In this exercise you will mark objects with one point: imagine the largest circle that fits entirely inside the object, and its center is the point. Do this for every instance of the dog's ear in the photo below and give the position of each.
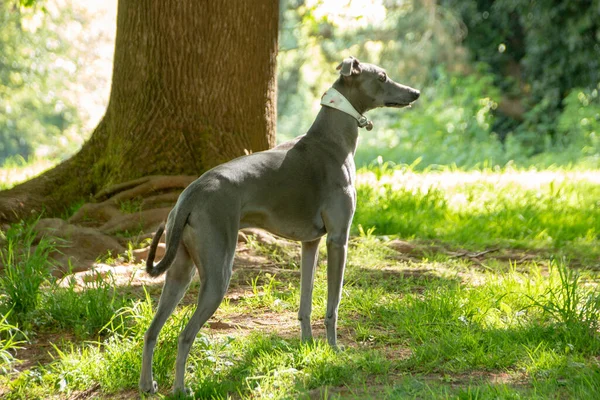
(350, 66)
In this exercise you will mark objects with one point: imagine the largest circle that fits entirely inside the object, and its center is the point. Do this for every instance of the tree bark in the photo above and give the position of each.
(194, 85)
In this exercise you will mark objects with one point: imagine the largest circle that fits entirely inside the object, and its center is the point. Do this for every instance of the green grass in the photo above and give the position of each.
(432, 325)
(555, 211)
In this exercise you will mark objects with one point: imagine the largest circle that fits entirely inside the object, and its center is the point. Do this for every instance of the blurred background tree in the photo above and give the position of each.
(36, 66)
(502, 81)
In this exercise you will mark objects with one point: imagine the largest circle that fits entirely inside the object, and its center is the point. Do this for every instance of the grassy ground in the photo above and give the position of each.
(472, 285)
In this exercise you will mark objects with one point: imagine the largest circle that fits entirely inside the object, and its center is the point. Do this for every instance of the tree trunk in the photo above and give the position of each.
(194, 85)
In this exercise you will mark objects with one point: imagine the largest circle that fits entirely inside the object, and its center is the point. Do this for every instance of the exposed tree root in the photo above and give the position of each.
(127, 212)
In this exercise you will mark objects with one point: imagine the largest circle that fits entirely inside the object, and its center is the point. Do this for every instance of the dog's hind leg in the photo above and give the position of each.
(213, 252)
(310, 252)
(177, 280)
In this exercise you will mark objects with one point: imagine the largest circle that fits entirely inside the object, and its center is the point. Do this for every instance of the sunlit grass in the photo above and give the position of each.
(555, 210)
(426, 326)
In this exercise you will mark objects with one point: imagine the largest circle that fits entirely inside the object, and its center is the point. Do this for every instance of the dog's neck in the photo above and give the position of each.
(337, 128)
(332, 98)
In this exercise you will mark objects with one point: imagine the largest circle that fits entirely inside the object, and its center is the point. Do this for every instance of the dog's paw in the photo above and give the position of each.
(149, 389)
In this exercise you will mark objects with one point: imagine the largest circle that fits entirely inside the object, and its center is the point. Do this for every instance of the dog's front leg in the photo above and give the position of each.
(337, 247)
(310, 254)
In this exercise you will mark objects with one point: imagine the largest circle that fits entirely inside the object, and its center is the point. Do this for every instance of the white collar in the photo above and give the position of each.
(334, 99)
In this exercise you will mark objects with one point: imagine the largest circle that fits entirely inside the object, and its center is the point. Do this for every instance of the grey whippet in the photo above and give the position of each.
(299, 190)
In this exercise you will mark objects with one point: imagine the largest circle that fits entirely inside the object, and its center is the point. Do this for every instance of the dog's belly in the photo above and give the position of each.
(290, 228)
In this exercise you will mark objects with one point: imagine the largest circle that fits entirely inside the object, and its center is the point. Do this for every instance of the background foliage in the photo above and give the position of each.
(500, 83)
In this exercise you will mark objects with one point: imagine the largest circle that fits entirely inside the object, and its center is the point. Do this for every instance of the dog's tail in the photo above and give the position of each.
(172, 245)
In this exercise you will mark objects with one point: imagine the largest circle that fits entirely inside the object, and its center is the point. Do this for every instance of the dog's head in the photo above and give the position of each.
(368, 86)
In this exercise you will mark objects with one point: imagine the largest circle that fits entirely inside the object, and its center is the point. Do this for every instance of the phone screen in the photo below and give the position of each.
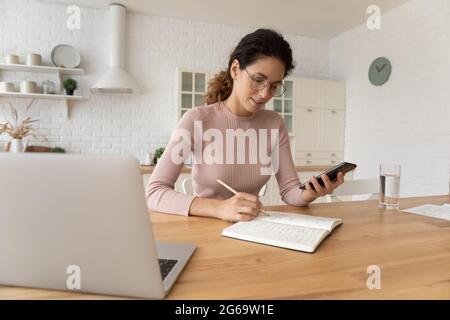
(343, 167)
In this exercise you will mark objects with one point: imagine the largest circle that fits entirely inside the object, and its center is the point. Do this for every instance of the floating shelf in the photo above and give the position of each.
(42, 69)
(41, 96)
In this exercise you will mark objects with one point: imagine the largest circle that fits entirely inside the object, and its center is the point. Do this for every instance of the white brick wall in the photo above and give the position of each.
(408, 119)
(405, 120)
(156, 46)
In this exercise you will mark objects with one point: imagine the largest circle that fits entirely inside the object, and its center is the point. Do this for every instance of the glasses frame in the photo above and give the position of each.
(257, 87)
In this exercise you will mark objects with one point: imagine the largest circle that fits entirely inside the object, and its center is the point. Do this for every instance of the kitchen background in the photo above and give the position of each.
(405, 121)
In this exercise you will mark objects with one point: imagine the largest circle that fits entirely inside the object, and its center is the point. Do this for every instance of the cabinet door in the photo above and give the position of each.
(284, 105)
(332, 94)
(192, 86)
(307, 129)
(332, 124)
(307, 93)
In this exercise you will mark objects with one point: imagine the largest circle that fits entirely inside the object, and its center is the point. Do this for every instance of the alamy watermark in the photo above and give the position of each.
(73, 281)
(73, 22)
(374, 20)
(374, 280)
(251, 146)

* _Task to complete_: Return the preceding entries exactly, each word as given, but leave out any picture.

* _Reply to the exercise_:
In this exercise you will mark objects with one point: imagine the largest circle that fits entirely inside the object, and its center is the point. Do this for every instance of the dog's ear in the photo below and give the position of each.
(350, 66)
In this exercise you will mark objects with one point: imagine the largest circle that fits entirely inside the object, and its center is the point. Do this for every instance of the tree bark in the photo above and give the position of each.
(194, 85)
In this exercise you will mark objects with one point: imagine the largest circle that fits entirely inside the object, and its center is the point. Do this for every instance of the green grass in the photo above and give the position of each.
(432, 325)
(555, 211)
In this exercise you will mark objects with one point: imagine the largest circle that fits entirely inside the object, and its center is the point. Do this for every instance of the blurred background tree in the photo above and give the position of each.
(36, 66)
(502, 81)
In this exercise you will mark objects with one point: imagine the largest circle that fits entirely inside the object, and its center is the point. Do this for every instance of the grassy ground in the photo above and give the position of each.
(472, 285)
In this exercise you will mark objects with one point: imagine the largest circle that fits entirely inside the object, and its center is the point. Do this for every instance of the tree trunk in the photo above and give the position of each.
(194, 85)
In this exercise you will mark objects with one point: imagine the largest circle that fits entirely inside the object, and its center is the point. Do this for every instance of the exposed tree root in the photo above and give the position of each.
(127, 212)
In this exercise you will mark objects with one point: imagine the largest circle that fits entirely inside the object, and its center is the point. Do this for every instance of the dog's hind leg in the photo above and give the position of each.
(213, 252)
(310, 252)
(177, 280)
In this exercise you will mark objects with one point: imagine the largest circle that fits entirely inside the object, and its center is the point. Do this for every instance of the sunlit grass in the photo above and give the position of each.
(555, 210)
(426, 326)
In this exercise you will mark objects with one point: imagine the largest circle that fits entirely inside the object, and its center is the point. Do this for every instance of the dog's neck in the photo above and give the position of each.
(337, 128)
(332, 98)
In this exercise you will mark objects with one point: imagine the largest circle that fits entirely inside the object, and its center is the point. Do this for every instance of the dog's paw in the photo above and give the position of each.
(149, 389)
In this exercise you will mark objects with one point: imagine the largest circle that fits entirely inside the object, and its center is the point. Do this for every instance of the dog's front leg in the photo above and give the position of each.
(337, 247)
(310, 254)
In this exercise you will mark objects with one point: imagine the largest circle that fits entirely inside the object, and its center is the point. Do this for every instance of the white collar in the photo above and give the position of each.
(334, 99)
In this exercise you will mark objects with one point: imagine the largest circle that fits entirely inside the object, and its center is the point. Do this for every instance of the grey whippet in the photo above and give the position of each.
(299, 190)
In this exercise you will mark objects with one point: imagine the largest circle that fits entirely inside the object, and its center is the point. Do this for every instance of the dog's belly in the photo above and give the position of each.
(290, 228)
In this exercise you will mark objects with one point: imagine the largest circle that fits entirely inside the object, and its center is the point. Do this for every instance of the background foliage in the photo above and give the position of each.
(500, 83)
In this exercise you will mark objects with one point: imagine the largest circle that fits entirely inside the object, and its center is the point. Do this for every instance of the dog's tail in the photo above and give the position of each.
(172, 245)
In this exercise you will mark objects with one point: imagine the largest circle that fits entirely inside the object, and its center is the point. Do this for every instance of the dog's head in the photo above and give the position of each.
(368, 86)
In this exercise you will mark objects with one point: imagine the largest circle that fits entirely inside the object, and its center is the point. Do this for every instance of the phone screen in the photo below and give the position of each.
(343, 167)
In this exercise you will mark objects with one point: imagine the largest circle that fits entirely inside the object, and its center is the point. Do this for every instance of the floating shelf in the photo above and give the position of each.
(42, 69)
(41, 96)
In this exercise you will mark objects with one point: imagine the largest circle that fits entirely inside the object, and its center is the point. Do this for every instance of the white brick wall in the photo above and give the position of each.
(408, 119)
(405, 120)
(156, 46)
In this exercise you will mark objects with one point: imagine the largest circle that fits entirely inside the object, and its center is the point. Do this for every instance of the glasses frame in the photo above and give the position of each.
(257, 87)
In this exercise you will mark objects with one point: imagine the largest circle that fits entirely inside the object, and its center is the point. Do this for every instance of the kitchen background in the photo above and give the position of each.
(405, 121)
In this exercise you will mark objects with one point: imagine the largest circle that fits entirely inside the object, and its center is the point. Do this for every instance of the cabinet door in the photo above and give the position of each.
(284, 105)
(332, 94)
(192, 86)
(307, 129)
(332, 124)
(307, 93)
In this exercise you will mark objects with one point: imagine the largest circle that fits entirely inside the object, and its center is the point. Do this for every instance of the alamy watermark in the photo above and give the position of each.
(73, 281)
(73, 22)
(374, 20)
(374, 280)
(251, 146)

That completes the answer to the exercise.